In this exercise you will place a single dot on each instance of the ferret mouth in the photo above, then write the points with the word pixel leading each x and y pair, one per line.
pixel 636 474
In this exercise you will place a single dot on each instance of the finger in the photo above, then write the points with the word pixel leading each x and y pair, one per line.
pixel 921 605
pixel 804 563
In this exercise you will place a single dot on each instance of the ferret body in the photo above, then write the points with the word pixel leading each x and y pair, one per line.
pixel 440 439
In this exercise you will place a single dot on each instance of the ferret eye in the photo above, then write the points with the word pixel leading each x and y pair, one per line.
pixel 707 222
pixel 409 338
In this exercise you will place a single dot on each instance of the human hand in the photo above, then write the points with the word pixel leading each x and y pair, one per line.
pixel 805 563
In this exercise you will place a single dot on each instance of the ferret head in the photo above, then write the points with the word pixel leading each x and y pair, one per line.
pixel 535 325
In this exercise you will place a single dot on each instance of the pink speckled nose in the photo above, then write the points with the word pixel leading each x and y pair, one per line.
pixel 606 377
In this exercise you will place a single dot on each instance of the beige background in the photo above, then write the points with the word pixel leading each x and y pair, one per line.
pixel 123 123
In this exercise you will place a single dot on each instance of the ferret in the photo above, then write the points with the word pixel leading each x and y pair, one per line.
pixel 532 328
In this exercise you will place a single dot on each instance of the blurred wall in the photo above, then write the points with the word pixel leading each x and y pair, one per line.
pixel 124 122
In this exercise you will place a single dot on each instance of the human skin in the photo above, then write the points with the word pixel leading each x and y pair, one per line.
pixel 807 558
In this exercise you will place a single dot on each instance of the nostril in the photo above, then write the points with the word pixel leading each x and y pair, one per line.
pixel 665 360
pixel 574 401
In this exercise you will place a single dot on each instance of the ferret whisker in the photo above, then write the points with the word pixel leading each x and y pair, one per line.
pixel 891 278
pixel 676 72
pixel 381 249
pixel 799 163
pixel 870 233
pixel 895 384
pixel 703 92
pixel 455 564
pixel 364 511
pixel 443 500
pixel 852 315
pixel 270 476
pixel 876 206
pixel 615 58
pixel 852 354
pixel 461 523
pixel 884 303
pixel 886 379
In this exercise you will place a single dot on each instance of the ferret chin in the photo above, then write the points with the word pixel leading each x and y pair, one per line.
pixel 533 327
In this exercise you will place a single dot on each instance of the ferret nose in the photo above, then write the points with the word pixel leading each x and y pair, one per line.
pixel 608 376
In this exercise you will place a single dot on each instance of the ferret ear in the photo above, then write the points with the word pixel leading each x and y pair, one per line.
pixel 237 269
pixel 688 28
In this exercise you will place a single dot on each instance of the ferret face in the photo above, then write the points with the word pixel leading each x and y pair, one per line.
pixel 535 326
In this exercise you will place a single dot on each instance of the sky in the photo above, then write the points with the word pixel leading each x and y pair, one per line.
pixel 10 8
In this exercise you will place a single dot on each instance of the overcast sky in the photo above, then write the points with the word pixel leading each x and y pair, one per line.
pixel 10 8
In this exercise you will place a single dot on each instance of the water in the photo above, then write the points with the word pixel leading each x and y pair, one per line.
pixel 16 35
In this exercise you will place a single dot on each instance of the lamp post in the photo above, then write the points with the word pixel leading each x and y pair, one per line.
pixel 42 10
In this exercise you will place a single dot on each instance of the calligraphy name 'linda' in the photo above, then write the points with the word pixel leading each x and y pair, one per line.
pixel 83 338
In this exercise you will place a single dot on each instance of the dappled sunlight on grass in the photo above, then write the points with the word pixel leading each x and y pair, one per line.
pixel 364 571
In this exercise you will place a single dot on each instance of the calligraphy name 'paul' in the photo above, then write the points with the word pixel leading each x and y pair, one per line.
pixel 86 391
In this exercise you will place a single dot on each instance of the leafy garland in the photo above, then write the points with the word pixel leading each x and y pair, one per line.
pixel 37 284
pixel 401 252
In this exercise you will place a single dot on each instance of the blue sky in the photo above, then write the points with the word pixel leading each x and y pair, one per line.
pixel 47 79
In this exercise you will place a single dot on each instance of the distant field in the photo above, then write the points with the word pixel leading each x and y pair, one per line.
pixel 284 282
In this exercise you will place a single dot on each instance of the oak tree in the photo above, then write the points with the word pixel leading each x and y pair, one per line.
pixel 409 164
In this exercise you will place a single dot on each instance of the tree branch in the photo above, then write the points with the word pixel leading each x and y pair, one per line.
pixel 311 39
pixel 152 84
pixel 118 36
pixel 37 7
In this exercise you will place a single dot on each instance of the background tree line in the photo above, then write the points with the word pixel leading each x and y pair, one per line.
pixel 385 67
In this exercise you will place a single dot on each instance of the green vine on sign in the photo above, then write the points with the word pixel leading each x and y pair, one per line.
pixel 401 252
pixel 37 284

- Directions:
Rewrite the listing above, replacing "single dot" with "point" everywhere it occurs and leaving everything else unchanged.

- Solution for this task:
In this exercise you will place a point on each instance of the ferret mouth in the photo above, then write the points with the word pixel leading each x and y pair, one per line.
pixel 636 474
In this exercise you will place a point on each instance of the finger in the photo above, then write the points with the word pixel leading each x and y pair, one per line.
pixel 921 605
pixel 804 563
In this exercise you will place a point on each instance of the ferret body in the photo above, then write the points with the word pixel leading each x and y pair, one per line.
pixel 440 439
In this exercise you will place a point on each instance of the ferret eye in the photo above, then write the points with the word pixel leading each x and y pair, one per line.
pixel 707 222
pixel 409 338
In this exercise you will place a point on each instance of the human hand in the photo above, then write the points with the word pixel leading each x and y pair, one per line.
pixel 805 563
In this exercise you will place a point on each instance of the ferret head in the photo above, then write the points with the word pixel leading each x and y pair, one per line.
pixel 535 325
In this exercise you will place a point on each instance of the pink speckled nose in the photo above, then write the points with the word pixel leading each x and y pair, one per line.
pixel 606 377
In this exercise you will place a point on each instance of the beige background in the photo above, then write the points with the word pixel leading each x and y pair, one per line.
pixel 123 123
In this exercise you will place a point on each instance of the ferret in the photo above, then write the points with the word pixel leading each x and y pair, one per line.
pixel 532 328
In this exercise you will place a point on each instance of the blurred wall in the photo above, then write the points with the word pixel leading each x and y pair, one per line.
pixel 124 122
In this exercise you will place a point on each instance of the human skin in the photo above, then write the points with the word pixel leading each x and y pair, one per line.
pixel 807 558
In this exercise you will place a point on each instance of the nostril in the photo above, then write the points with the word pixel leading each x and y pair, one per line.
pixel 665 360
pixel 574 401
In this exercise you will place a point on each instance of the ferret whisker in the photo above, then write the points with the word pixel leading each x and y pair, one per line.
pixel 891 278
pixel 676 72
pixel 381 249
pixel 799 163
pixel 870 233
pixel 895 384
pixel 703 92
pixel 455 564
pixel 364 511
pixel 443 500
pixel 852 315
pixel 270 476
pixel 876 206
pixel 615 58
pixel 852 354
pixel 461 523
pixel 884 303
pixel 886 379
In this exercise you will place a point on each instance of the ferret chin in the photo above, then write the points with the word pixel leading each x and y pair, one per line.
pixel 533 327
In this exercise you will place a point on each instance of the ferret nose in the photo above, then write the points with the word pixel leading each x and y pair, one per line.
pixel 608 376
In this exercise you will place a point on each instance of the ferret ear in the photo above, then write the points with the word pixel leading each x and y pair, one per line.
pixel 237 269
pixel 688 28
In this exercise you will place a point on each instance of the ferret face in the photo above, then write the points with the word pixel leading each x and y pair, one per line.
pixel 535 326
In this exercise you will place a point on each instance of the sky in the photo above, then write the points with the word pixel leading each x and y pair, one per line.
pixel 10 8
In this exercise you will place a point on each instance of the overcast sky in the photo above, then write the points with the word pixel leading each x and y pair, one per line.
pixel 10 8
In this exercise you will place a point on each instance of the water in the photo above, then write the points with the word pixel leading each x and y pair, one per line.
pixel 16 35
In this exercise you will place a point on each instance of the lamp post in the photo above, then write the points with the word pixel leading each x and y pair, one per line.
pixel 42 10
In this exercise you will place a point on each instance of the calligraphy name 'linda' in the photo above, then write the points with the word pixel leading each x and y pair, one per line.
pixel 83 338
In this exercise you will place a point on each instance of the dappled sunlight on grass in the photo above, then write the points with the word pixel leading each x and y pair, one per line.
pixel 364 571
In this exercise you will place a point on each instance of the calligraphy name 'paul' in the photo above, then write the points with the word pixel leading each x and y pair, one per line.
pixel 86 391
In this exercise you will place a point on each instance of the leafy garland in the photo above, then write the points with the word pixel leading each x and y pair, one per line.
pixel 37 284
pixel 401 252
In this exercise you will place a point on each instance of the blue sky in the photo above, then write the points with the word pixel leading each x and y pair, one per line.
pixel 47 79
In this exercise you will place a point on each instance of the distant field in the photo above, then write the points with the word pixel leading each x and y pair, one per line.
pixel 284 282
In this exercise you will place a point on each instance of the oak tree in the photo above, then write the points with the word pixel leading each x and y pair, one per line.
pixel 409 164
In this exercise you will place a point on each instance of the tree branch in the photo above, then write the points with the word pixel leading each x and y pair, one per line.
pixel 311 39
pixel 152 84
pixel 118 36
pixel 37 7
In this exercise you will place a point on each instance of the background tree line in the photo above, then write the points with the word pixel leading each x and y pair, one per line.
pixel 385 67
In this exercise you will place a point on each instance of the green vine on sign in the photo above, then write the points with the word pixel leading each x and y pair, one per line.
pixel 401 252
pixel 37 284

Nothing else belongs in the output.